**LIST OF TASKS**
1) In the Brazil travel report, which aquatic plant did Stefan find in abundance at Rio da Prata?
2) For each statement, say whether the Brazil travel report agrees with it: (a) Max Dennerle is the son of the company founder. (b) TAP Portugal sent Stefan's luggage somewhere else. (c) The water at Rio da Prata was murky. Give yes or no for each, and quote the words from the report that decide it.
3) Summarize the Brazil travel report in two sentences.

Start of EXCERPTED TEXT

Brazil – travelling with Plantahunter & Crustahunter

Plantahunter Tour, the second! Crustahunter Chris Lukhaup and Plantahunter Stefan Hummel went on another expedition in southwest Brazil, in the area bordering Paraguay and Bolivia.
In one of the largest wetland areas on Earth, they observed the unique fauna and flora above and below water. This time Max Dennerle, son of company founder Ludwig Dennerle, was also part of the team.



DAY 3 Plantahunter tour

After a three-day odyssey, the two Dennerle guys, Max Dennerle and Stefan "Plantahunter" Hummel finally arrived at their destination airport, Campo Grande in the state of Mato Grosso do Sul. The icing on the cake was when we found out that the Portuguese airline, TAP Portugal, had sent Max's luggage somewhere else. However, this was not such a major problem, as the rest of us have enough clothes with us to share between us. Of course Max could actually walk around here in just a vest, because it is not very cold at 36° C in the shade. After a brief conservation with the airline, we headed in the direction of Rio da Prata, our first location. These waters are also known as silver river, fascinating headwaters with lots of small and large fish species. Among the aquatic plants Stefan discovered Heteranthera zosterifolia, which was present in abundance. Tomorrow we will go downstream, where we hope to get a few more species. The water at this location is crystal clear and you really could not design a more beautiful aquarium. Nature sets such a perfect example. The only annoyance were the numerous small fish incessantly nibbling on us, which was really painful. One small species of tetra in particular kept biting us on the lips and face. After 3 to 4 hours in water it was already dusky and we had to drag Max out of the water for him to see land again. After a sumptuous dinner it's off to bed.

End of EXCERPTED TEXT
Start of DATASET EXCERPTS

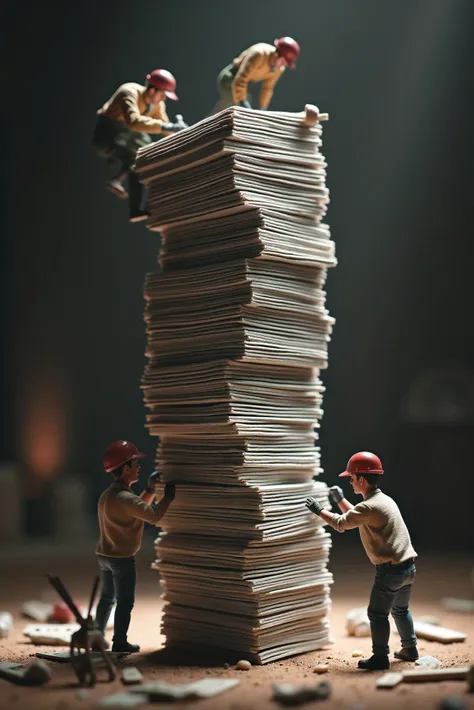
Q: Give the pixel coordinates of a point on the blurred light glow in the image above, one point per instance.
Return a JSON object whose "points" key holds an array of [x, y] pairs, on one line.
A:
{"points": [[43, 442]]}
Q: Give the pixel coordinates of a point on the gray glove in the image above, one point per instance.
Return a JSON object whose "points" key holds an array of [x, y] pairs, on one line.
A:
{"points": [[173, 127], [153, 479], [313, 506], [179, 119], [336, 493], [170, 491]]}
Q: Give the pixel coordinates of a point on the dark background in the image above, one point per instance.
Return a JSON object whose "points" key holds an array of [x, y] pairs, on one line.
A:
{"points": [[394, 77]]}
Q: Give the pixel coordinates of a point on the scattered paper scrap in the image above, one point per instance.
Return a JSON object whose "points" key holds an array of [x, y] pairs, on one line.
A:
{"points": [[131, 675], [204, 688], [50, 634], [428, 662], [455, 604], [122, 700], [389, 680], [243, 665], [37, 610], [321, 668], [289, 694], [438, 633], [37, 673]]}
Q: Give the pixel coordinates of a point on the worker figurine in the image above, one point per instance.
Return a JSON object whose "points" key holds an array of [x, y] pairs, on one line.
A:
{"points": [[126, 122], [386, 540], [121, 516], [259, 63]]}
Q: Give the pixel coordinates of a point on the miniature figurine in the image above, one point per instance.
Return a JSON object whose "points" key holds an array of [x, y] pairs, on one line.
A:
{"points": [[259, 63], [386, 540], [125, 124], [121, 516]]}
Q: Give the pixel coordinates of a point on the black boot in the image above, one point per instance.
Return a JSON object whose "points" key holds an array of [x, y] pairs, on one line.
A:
{"points": [[407, 654], [374, 663], [125, 647]]}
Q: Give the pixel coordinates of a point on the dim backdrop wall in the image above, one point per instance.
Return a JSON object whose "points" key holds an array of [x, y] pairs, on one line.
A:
{"points": [[394, 77]]}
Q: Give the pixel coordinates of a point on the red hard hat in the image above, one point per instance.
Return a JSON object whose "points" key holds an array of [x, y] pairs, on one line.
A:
{"points": [[163, 80], [289, 49], [363, 462], [119, 453]]}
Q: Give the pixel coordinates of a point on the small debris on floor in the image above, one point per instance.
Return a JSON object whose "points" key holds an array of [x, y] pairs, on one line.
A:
{"points": [[6, 623], [204, 688], [65, 656], [61, 614], [456, 604], [429, 619], [321, 668], [389, 680], [131, 675], [438, 633], [36, 610], [122, 700], [428, 662], [289, 694], [425, 675], [37, 673], [452, 704], [243, 665], [50, 634], [357, 622]]}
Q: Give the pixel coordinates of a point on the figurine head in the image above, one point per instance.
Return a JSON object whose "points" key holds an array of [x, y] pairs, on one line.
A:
{"points": [[161, 85], [364, 470], [287, 52], [121, 459]]}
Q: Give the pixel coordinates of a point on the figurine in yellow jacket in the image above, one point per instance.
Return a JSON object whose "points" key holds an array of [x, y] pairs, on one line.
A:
{"points": [[124, 124], [259, 63]]}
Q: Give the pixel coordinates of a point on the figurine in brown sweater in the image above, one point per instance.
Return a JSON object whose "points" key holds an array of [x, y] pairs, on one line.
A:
{"points": [[126, 122], [387, 543], [259, 63], [122, 516]]}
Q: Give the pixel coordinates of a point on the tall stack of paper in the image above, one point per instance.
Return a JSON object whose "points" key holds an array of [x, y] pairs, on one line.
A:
{"points": [[237, 334]]}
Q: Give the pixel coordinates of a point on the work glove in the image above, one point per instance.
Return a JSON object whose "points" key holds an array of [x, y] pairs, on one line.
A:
{"points": [[314, 506], [153, 479], [173, 127], [336, 493], [170, 491]]}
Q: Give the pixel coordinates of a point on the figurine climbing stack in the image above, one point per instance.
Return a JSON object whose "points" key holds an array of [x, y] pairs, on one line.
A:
{"points": [[237, 334]]}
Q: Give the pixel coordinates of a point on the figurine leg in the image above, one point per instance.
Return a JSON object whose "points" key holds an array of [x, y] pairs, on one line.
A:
{"points": [[90, 670], [112, 671]]}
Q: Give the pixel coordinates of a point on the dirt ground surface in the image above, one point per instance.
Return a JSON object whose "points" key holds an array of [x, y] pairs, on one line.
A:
{"points": [[22, 578]]}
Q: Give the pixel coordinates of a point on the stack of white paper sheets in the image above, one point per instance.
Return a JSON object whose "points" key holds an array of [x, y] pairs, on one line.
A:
{"points": [[237, 332]]}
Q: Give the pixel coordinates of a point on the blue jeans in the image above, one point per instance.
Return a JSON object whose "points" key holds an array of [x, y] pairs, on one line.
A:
{"points": [[118, 578], [391, 593]]}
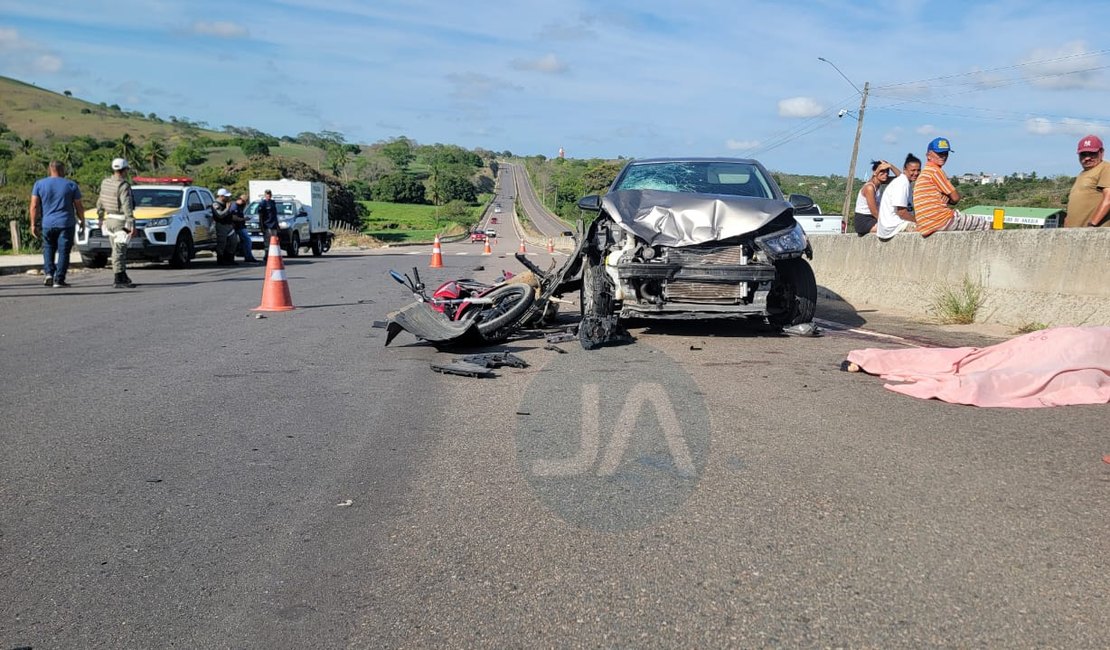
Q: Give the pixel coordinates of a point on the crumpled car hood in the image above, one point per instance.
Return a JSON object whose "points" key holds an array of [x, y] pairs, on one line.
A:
{"points": [[677, 219]]}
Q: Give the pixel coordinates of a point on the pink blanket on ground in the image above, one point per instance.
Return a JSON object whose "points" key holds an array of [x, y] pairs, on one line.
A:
{"points": [[1052, 367]]}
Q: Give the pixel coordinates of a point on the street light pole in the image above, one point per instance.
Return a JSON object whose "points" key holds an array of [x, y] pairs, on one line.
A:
{"points": [[855, 148]]}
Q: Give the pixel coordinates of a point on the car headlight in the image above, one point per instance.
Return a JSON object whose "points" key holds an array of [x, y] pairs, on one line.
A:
{"points": [[788, 243]]}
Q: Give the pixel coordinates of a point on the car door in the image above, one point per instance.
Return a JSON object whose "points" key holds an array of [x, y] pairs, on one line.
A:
{"points": [[200, 214]]}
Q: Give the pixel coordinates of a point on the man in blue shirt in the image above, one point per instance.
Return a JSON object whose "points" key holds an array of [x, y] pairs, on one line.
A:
{"points": [[58, 201]]}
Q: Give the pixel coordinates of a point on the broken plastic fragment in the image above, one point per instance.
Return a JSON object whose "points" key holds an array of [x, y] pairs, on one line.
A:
{"points": [[801, 329]]}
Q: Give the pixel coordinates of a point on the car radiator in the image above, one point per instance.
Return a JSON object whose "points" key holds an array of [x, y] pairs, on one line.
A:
{"points": [[699, 291]]}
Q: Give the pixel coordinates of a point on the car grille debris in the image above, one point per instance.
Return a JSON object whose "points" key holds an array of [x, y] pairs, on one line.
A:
{"points": [[480, 365], [803, 329]]}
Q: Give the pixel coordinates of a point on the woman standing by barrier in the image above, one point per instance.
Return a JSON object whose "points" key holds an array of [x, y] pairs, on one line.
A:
{"points": [[867, 202]]}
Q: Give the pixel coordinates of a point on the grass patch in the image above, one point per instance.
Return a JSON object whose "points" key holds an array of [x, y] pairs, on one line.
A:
{"points": [[407, 222], [957, 304], [1031, 326]]}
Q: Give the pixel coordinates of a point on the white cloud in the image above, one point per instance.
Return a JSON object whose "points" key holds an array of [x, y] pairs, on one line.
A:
{"points": [[799, 107], [9, 39], [47, 63], [547, 63], [1069, 67], [1039, 125], [740, 144], [475, 85], [988, 80], [1065, 127], [218, 29]]}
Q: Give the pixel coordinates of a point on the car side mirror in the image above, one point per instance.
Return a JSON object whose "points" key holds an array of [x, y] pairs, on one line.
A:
{"points": [[591, 203], [800, 201]]}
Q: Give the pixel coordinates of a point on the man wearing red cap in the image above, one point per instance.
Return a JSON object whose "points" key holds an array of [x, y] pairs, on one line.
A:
{"points": [[1089, 201]]}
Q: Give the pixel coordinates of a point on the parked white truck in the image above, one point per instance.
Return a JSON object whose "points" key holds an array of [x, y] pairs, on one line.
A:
{"points": [[302, 215]]}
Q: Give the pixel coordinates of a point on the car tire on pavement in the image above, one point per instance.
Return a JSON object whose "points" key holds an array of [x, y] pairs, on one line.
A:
{"points": [[93, 260], [182, 252], [793, 294]]}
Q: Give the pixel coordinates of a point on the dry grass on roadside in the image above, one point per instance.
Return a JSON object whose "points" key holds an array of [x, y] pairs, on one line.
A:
{"points": [[957, 304], [355, 241]]}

End of DATASET EXCERPTS

**ANSWERS**
1) Heteranthera zosterifolia

2)
(a) Yes: "Max Dennerle, son of company founder Ludwig Dennerle"
(b) No: "TAP Portugal, had sent Max's luggage somewhere else"
(c) No: "The water at this location is crystal clear"

3) Chris Lukhaup and Stefan Hummel, joined this time by Max Dennerle, went on an expedition in southwest Brazil near Paraguay and Bolivia to observe the fauna and flora of one of the largest wetland areas on Earth. On day 3, after the airline sent Max's luggage elsewhere, the team went to Rio da Prata, where they found crystal-clear water, abundant Heteranthera zosterifolia, and small fish that nibbled on them painfully.